* **Task objective**
Please count the lines in the items below that contain the word "door" and give only that number.

* **Material provided**
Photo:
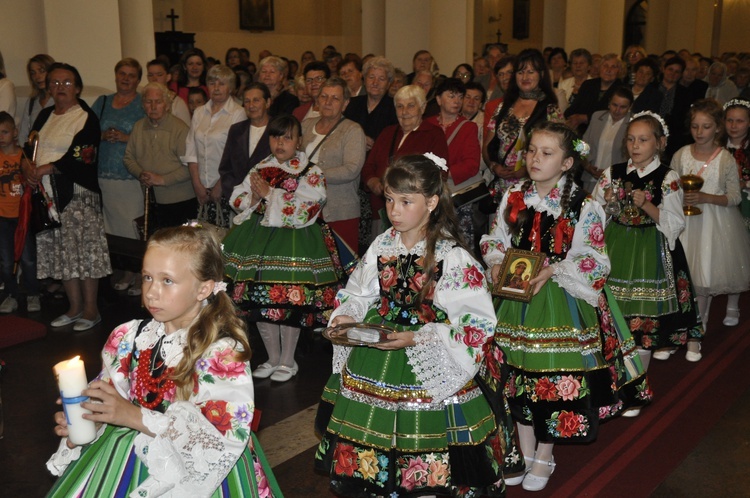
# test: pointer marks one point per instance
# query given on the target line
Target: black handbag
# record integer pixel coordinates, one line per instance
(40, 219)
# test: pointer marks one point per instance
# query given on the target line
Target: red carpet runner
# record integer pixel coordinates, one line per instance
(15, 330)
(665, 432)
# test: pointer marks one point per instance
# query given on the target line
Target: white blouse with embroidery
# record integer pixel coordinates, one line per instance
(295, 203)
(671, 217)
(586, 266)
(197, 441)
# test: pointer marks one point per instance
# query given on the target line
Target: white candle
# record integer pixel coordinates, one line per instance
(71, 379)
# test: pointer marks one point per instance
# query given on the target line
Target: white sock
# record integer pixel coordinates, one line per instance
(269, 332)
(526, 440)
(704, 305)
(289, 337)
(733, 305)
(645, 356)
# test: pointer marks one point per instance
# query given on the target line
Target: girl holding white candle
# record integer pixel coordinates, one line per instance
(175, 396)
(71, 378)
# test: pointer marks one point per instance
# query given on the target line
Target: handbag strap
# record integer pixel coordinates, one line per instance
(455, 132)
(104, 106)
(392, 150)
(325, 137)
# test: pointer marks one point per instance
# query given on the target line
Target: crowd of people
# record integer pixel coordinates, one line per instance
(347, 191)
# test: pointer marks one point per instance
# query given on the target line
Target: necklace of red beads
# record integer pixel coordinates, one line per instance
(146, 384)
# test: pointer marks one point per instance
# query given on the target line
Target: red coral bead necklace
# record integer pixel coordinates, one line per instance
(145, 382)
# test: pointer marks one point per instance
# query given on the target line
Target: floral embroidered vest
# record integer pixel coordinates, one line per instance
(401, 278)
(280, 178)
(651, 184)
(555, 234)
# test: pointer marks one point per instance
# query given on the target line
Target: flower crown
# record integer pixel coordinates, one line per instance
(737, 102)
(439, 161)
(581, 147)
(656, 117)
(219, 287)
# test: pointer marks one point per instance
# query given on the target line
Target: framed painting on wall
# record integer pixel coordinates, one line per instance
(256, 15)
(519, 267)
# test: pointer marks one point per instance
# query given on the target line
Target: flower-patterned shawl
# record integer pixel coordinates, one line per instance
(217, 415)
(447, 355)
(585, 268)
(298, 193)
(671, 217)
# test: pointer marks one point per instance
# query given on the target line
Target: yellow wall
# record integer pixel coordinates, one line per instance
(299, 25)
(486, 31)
--
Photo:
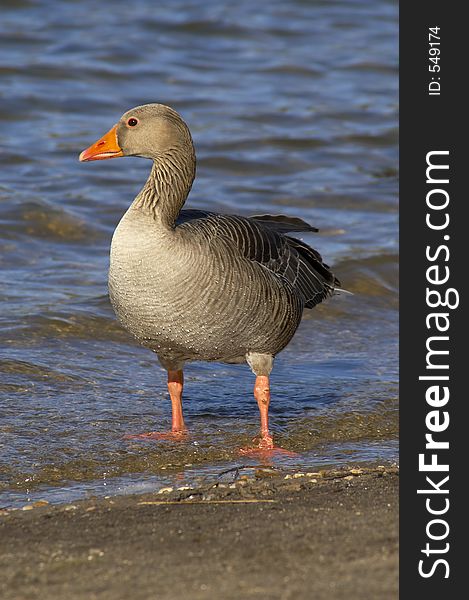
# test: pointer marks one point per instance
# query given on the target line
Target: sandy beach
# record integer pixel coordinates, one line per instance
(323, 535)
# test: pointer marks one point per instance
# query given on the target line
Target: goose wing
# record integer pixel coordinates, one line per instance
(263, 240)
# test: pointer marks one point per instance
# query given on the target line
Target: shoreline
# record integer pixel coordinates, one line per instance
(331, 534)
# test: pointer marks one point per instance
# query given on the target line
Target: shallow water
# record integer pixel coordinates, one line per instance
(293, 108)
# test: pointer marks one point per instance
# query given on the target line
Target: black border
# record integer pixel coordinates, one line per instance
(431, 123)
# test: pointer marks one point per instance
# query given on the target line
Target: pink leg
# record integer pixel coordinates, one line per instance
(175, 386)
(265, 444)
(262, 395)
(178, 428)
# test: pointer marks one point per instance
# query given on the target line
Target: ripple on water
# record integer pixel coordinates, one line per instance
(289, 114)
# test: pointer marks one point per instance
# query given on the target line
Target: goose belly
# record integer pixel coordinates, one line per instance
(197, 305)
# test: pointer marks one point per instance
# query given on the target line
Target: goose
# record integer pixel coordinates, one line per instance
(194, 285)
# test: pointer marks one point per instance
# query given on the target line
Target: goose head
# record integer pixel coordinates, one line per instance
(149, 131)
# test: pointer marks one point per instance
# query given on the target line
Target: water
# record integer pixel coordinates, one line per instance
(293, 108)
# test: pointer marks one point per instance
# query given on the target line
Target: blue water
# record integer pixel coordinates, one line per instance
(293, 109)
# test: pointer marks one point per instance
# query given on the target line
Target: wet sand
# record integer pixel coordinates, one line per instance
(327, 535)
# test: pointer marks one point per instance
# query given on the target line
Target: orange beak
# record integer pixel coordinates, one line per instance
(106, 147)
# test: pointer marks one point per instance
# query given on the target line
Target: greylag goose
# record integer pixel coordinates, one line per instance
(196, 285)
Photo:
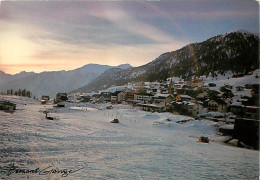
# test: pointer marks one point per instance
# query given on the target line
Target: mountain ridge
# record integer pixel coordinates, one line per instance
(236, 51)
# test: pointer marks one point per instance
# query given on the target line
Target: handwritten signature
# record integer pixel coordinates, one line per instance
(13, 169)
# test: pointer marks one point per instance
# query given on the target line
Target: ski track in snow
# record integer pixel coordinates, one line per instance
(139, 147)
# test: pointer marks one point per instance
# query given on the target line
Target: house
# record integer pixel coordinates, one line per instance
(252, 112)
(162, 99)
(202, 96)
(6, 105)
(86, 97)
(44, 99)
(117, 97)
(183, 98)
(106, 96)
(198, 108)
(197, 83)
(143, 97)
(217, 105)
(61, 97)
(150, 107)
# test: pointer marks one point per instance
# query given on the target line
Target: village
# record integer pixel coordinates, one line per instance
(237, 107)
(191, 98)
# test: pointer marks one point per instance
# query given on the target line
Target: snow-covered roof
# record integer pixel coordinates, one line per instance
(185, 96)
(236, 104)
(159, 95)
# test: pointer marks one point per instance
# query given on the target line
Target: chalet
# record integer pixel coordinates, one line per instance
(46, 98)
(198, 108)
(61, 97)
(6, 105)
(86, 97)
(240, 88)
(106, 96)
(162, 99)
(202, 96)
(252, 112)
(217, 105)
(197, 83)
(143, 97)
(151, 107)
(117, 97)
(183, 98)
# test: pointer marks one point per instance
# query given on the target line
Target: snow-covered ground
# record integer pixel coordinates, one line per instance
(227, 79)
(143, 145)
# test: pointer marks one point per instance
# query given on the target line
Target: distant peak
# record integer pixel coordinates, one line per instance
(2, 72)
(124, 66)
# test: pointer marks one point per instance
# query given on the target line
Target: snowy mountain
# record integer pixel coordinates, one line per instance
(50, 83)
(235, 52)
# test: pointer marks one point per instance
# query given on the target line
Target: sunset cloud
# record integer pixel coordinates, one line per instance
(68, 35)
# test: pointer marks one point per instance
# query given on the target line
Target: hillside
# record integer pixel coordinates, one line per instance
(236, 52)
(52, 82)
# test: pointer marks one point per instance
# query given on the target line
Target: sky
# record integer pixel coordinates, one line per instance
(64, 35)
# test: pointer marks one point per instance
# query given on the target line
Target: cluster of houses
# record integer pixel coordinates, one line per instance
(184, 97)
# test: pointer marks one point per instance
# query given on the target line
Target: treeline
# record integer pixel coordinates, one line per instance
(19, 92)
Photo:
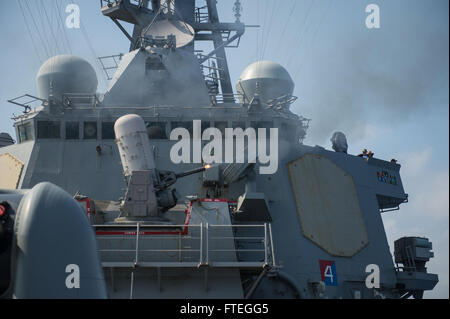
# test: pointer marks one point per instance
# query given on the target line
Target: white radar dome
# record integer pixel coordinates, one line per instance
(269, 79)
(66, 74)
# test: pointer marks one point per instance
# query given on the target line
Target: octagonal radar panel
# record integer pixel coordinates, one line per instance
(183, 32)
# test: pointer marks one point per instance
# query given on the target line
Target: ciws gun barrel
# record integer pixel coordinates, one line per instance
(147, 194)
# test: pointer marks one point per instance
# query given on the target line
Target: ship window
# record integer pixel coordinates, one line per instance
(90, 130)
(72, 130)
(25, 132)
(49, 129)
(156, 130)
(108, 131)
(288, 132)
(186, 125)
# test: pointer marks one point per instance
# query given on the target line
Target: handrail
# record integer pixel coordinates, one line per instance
...
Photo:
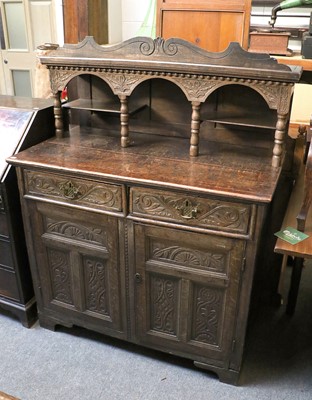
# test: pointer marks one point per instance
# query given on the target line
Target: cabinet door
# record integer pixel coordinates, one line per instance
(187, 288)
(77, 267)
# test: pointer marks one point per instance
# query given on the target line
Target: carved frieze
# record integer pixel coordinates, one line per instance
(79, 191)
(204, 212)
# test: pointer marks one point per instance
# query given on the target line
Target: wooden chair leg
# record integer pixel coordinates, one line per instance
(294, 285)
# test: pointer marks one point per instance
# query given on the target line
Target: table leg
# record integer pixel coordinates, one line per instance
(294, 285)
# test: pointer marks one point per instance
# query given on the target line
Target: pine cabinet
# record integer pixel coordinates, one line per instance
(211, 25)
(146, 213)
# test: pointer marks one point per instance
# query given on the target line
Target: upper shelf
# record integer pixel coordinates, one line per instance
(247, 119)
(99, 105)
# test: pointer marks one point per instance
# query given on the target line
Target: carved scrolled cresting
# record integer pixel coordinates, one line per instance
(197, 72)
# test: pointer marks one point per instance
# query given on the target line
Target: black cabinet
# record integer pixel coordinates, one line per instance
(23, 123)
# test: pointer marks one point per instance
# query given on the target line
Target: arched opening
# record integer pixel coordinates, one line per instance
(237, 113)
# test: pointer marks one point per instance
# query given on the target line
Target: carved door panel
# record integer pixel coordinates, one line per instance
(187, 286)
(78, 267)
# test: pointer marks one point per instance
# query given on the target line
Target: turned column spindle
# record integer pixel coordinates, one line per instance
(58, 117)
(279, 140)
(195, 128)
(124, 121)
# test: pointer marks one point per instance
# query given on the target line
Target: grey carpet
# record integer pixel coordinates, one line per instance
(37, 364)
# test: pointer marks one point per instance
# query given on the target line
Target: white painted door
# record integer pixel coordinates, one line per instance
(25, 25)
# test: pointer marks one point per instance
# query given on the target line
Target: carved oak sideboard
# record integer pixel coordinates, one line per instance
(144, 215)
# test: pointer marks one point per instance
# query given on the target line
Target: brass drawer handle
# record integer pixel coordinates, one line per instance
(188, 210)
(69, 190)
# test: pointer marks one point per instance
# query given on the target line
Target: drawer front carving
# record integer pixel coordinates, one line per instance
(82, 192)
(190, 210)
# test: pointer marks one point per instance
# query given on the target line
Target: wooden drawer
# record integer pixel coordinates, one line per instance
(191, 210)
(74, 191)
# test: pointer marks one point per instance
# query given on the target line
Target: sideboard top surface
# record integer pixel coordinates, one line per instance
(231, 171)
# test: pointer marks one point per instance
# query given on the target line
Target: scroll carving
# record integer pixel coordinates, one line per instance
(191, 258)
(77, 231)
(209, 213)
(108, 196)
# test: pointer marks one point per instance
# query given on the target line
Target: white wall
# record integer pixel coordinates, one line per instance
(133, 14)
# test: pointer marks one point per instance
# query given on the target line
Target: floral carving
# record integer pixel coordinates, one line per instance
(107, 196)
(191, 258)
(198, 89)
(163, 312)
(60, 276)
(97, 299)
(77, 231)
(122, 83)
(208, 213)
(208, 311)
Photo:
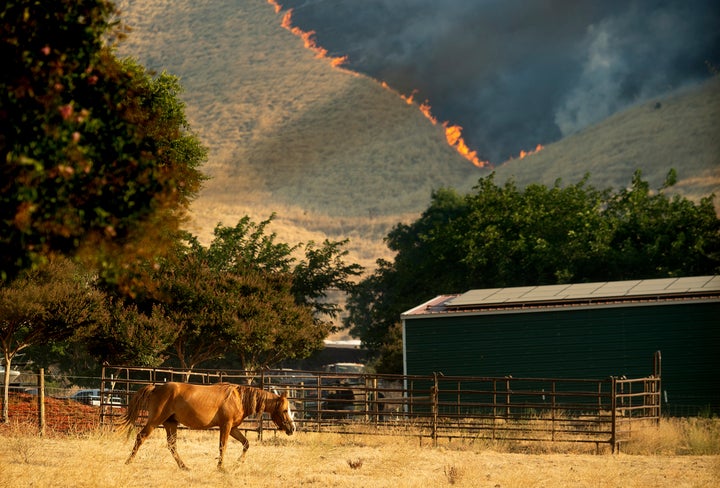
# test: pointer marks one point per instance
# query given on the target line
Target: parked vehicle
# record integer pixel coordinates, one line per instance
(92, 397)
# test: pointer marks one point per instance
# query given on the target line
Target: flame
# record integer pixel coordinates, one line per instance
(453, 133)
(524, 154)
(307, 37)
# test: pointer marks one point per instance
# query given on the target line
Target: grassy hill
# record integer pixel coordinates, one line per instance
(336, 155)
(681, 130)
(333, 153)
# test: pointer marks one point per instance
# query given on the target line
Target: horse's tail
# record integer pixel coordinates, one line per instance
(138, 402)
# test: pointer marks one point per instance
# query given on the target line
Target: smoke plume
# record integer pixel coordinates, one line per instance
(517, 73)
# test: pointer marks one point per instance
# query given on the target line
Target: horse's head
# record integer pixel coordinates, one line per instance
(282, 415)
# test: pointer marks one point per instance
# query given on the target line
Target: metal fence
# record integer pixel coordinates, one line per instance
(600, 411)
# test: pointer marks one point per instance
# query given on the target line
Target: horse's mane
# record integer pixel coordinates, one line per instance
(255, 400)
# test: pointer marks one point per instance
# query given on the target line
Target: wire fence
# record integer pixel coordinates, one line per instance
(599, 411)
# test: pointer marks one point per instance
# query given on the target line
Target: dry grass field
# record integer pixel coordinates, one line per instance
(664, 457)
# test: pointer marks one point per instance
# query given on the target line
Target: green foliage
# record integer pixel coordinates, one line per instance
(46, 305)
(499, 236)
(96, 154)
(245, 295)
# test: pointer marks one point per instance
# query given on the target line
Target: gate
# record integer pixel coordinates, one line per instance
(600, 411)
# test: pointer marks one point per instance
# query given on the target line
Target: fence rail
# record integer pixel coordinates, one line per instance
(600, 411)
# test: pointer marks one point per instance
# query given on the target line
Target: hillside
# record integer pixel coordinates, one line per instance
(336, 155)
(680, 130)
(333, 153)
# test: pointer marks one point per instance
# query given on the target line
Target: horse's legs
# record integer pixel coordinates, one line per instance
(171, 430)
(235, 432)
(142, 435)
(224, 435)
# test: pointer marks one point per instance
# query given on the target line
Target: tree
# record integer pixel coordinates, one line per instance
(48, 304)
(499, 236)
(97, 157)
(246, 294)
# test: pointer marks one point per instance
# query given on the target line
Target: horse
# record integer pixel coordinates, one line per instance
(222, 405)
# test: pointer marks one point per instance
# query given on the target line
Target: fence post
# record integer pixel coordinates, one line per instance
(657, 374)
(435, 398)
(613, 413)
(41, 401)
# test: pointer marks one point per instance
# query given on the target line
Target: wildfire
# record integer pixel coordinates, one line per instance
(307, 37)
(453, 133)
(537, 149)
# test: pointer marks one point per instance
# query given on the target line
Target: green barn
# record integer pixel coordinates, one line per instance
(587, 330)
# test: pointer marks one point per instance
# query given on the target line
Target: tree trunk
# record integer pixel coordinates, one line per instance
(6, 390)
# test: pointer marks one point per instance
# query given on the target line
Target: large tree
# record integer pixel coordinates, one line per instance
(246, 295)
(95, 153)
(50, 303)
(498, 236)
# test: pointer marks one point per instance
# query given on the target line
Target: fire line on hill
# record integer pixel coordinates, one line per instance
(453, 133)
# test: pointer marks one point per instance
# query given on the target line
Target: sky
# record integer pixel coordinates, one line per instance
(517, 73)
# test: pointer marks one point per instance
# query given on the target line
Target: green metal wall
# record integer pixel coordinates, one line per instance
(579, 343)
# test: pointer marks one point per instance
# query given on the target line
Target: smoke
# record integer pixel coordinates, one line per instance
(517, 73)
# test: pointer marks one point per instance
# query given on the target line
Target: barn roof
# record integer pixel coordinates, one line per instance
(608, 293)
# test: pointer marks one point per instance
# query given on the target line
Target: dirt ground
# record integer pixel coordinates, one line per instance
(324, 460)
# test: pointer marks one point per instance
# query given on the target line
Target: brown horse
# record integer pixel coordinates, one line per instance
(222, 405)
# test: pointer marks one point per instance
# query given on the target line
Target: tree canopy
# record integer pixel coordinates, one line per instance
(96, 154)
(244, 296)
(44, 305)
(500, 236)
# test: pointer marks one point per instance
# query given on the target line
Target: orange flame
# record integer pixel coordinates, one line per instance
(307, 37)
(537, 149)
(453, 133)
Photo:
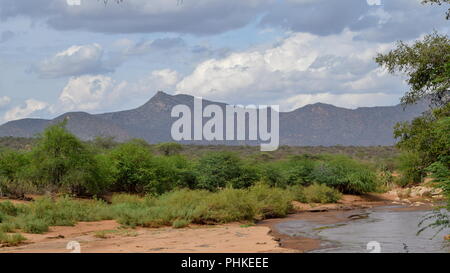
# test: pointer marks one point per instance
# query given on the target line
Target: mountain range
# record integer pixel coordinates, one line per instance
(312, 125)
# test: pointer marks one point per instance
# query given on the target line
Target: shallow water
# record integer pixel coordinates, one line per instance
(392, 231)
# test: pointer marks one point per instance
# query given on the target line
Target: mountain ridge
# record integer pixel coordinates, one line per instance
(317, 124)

* **Response to the exercise**
3